-- Problem requirements --
Each of the following records is to be printed verbatim.

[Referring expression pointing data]
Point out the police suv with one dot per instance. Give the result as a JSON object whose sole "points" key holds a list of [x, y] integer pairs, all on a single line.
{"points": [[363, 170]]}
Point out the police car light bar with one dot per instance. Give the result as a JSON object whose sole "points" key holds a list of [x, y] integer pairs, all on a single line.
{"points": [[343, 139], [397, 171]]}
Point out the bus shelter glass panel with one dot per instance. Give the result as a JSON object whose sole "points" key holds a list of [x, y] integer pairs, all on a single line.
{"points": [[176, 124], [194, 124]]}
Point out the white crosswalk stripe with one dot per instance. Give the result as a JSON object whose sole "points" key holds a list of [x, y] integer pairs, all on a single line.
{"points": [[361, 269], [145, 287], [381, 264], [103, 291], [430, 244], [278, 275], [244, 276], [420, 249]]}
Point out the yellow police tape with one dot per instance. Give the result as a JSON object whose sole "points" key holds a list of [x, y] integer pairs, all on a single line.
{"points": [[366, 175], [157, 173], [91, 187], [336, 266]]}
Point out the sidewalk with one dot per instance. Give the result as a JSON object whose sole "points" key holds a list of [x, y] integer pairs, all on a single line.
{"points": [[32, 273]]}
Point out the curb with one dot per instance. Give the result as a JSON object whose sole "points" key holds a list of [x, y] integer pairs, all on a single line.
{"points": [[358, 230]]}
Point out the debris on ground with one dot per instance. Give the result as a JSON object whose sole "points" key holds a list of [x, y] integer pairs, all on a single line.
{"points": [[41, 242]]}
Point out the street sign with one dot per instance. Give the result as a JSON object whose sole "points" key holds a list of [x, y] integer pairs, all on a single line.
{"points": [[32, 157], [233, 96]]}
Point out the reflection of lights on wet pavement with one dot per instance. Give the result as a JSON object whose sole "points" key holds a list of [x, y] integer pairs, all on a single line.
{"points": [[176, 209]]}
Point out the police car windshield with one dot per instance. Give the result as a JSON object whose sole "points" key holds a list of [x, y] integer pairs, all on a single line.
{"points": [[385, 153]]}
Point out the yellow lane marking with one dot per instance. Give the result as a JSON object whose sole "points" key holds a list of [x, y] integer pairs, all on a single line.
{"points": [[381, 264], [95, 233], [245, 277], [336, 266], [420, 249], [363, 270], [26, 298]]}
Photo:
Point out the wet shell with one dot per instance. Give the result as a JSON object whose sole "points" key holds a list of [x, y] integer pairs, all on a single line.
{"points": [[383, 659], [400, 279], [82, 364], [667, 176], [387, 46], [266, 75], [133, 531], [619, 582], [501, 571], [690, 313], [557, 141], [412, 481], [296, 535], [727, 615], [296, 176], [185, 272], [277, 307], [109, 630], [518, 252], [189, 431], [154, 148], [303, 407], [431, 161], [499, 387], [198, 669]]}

-- Answer space --
Point out the police suv with one dot per instance. Give the result as a JSON object whose sole "points" key holds a list of [x, y] integer pairs, all on a single line.
{"points": [[363, 170]]}
Point out the police car light bar with one dot per instance. Give the result as a JSON object whose sole "points" key holds a list of [x, y] integer pairs, all on a single line.
{"points": [[343, 139], [397, 171]]}
Point out the bus shelter glass panel with one dot per instance. Give the result as a JSON object whose sole "points" key holds a list of [x, y] integer pairs, all on a single line.
{"points": [[176, 124], [194, 124]]}
Point out the white crosswalk stripe with one dot per instance. Give the result as a JSON object whose sole "points" key holds a list of [x, y] integer pairs, all on a single line.
{"points": [[361, 269], [145, 287], [381, 264], [103, 291], [430, 244], [278, 275], [244, 276], [420, 249]]}
Point out the yellow police tape with one dot per instance. Give the result as a JSON object whose sole "points" key holds a list of [x, y] integer pairs, all on a single line.
{"points": [[366, 175], [157, 173], [91, 187], [336, 266]]}
Point out the sidewalk with one dot per instance. Give the result as a JSON object whose sole "points" key holds a list of [x, y] integer pairs, all on a single line.
{"points": [[32, 273]]}
Point out the curb with one dot per instance. Give the result as a JSON object whose sole "points" key holds a list of [x, y] integer pairs, all on a single line.
{"points": [[358, 230]]}
Point out the debris on ground with one dot per instance. Give the result as a JSON object whose sole "points" key holds a list of [x, y] integer pairs, all on a single line.
{"points": [[41, 242]]}
Point out the street sign with one dot per instance. Give the result as a JSON object whose sole "points" key holds a list of [x, y] integer pairs, all on a single line.
{"points": [[32, 157], [233, 96]]}
Point out the reflection of lights on wet pavement with one dot per instance. Give the result as a JSON object whose sole "points" key holds a list of [x, y] integer pairs, all on a single line.
{"points": [[176, 209]]}
Point out the police car windshield with one dot per instance. Give the result as a JSON object whose sole "points" key holds a list of [x, y] integer pairs, all on a single line.
{"points": [[385, 153]]}
Point out the yellow lane marking with one dot per instance. Give the result as a JSON object whose sole "points" key holds a list of [x, y] integer pairs, all on a single line.
{"points": [[381, 264], [95, 233], [245, 277], [336, 266], [420, 249], [363, 270], [26, 298]]}
Photo:
Point out the wet shell with one dot per instance. Give the result as a JSON object whose sole "points" key holds a list of [x, y] integer pairs, all on a single line.
{"points": [[383, 659], [400, 279], [82, 364], [667, 176], [387, 46], [266, 75], [133, 531], [619, 582], [501, 571], [690, 313], [557, 141], [412, 481], [296, 535], [727, 615], [296, 176], [185, 272], [277, 307], [109, 630], [518, 252], [189, 431], [154, 148], [303, 407], [431, 161], [499, 387], [198, 669]]}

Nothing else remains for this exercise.